Written problem. Filter the material below and output every line that contains the string "shoreline", matching case exactly.

----- Records to process

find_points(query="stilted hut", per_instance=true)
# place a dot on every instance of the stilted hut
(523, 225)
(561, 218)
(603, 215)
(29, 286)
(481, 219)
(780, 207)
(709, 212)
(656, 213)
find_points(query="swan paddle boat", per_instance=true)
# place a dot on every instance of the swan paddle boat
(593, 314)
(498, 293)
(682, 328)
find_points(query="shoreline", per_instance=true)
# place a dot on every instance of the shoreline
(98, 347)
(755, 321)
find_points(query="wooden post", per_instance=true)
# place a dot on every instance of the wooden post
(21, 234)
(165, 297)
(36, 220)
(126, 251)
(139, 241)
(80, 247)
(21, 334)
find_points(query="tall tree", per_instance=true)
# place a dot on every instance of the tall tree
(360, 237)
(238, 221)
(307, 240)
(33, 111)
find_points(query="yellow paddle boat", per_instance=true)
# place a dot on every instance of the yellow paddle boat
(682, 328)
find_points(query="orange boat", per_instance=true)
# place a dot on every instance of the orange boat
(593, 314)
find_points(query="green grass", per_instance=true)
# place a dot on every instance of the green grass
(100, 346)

----------

Solved problem.
find_points(query="shoreline", per_instance=true)
# place a dot on every instance of the shoreline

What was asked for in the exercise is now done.